*** LISTED RECORDS ***
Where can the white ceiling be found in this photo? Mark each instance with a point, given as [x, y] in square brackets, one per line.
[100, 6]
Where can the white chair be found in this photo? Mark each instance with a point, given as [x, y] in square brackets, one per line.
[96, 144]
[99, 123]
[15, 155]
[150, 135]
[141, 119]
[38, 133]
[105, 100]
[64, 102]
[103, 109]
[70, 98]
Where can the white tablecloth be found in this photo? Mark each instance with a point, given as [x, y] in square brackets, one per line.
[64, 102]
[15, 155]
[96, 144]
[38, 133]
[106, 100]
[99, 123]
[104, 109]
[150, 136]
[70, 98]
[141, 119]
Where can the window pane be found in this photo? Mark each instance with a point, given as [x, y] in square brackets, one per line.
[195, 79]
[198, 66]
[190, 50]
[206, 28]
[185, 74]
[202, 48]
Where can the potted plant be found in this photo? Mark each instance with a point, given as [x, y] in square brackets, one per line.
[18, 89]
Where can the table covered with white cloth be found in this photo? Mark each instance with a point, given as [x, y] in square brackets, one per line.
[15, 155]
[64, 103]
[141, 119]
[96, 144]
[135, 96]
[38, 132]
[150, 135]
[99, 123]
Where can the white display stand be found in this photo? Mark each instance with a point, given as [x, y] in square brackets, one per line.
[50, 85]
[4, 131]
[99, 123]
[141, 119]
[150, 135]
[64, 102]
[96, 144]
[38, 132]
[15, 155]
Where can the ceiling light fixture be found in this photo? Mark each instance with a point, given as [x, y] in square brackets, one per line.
***
GIVEN PROBLEM:
Rewrite the listing above with every "instance" changed to "occurrence", keeping everything else the same.

ANSWER TO THIS TASK:
Where can the white ceiling be found in this photo? Mark each occurrence with a point, given as [x, y] in square brackets, one per line.
[100, 6]
Where can the white chair be found in this photo? Mark each occurrence with a point, given as [x, y] in square brackets, one per line.
[96, 144]
[99, 123]
[15, 155]
[150, 135]
[141, 119]
[38, 133]
[105, 100]
[64, 102]
[103, 109]
[70, 98]
Where can the white tablecloth be found in this photo? Mark each occurrence with a point, given as [x, y] in square brackets, one per line.
[64, 102]
[15, 155]
[96, 144]
[38, 133]
[106, 100]
[99, 123]
[104, 109]
[150, 136]
[70, 98]
[141, 119]
Where can the window pane be found in this photo? Mark each occurrence with a point, given as [x, y] in square brackets, one per line.
[195, 79]
[198, 66]
[190, 50]
[206, 28]
[185, 74]
[202, 48]
Where can the potted plant be found in this photo? Mark each occurrence with a point, given as [x, y] in square brackets, one per line.
[18, 89]
Where can the table covered with white cloth be found in this photo? Mark each occurrence with a point, given as [x, y] in square brackets, one per line.
[15, 155]
[64, 103]
[141, 119]
[96, 144]
[135, 96]
[38, 132]
[150, 135]
[99, 123]
Where can the white display stand be found in this photo? Mark each occurrence with a point, given as [x, y] in square brackets, one per line.
[50, 85]
[4, 131]
[99, 123]
[141, 119]
[150, 135]
[64, 102]
[96, 144]
[38, 132]
[15, 155]
Where can the ceiling light fixture be found in this photo? Mark each occurrence with a point, given as [x, y] in square brackets, one per line.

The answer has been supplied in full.